### Required work:
From the line that contains "Put a point on the city skyline, one" to the end of the records below, copy every line exactly. Both the first and last of these lines count.

(Stored dataset items)
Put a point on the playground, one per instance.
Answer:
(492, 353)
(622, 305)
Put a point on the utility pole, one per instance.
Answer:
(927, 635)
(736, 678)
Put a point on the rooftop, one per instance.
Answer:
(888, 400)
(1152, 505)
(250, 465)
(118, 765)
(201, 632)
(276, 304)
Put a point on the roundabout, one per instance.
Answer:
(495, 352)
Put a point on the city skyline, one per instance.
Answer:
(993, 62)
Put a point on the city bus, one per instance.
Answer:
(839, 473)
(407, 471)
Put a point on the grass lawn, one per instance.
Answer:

### Result of the task:
Put a point on the city skyline, one per instance.
Answer:
(993, 62)
Put a point on the city bus, one per instance.
Answer:
(839, 473)
(407, 471)
Put a point on the grass lawn, one per instance.
Answer:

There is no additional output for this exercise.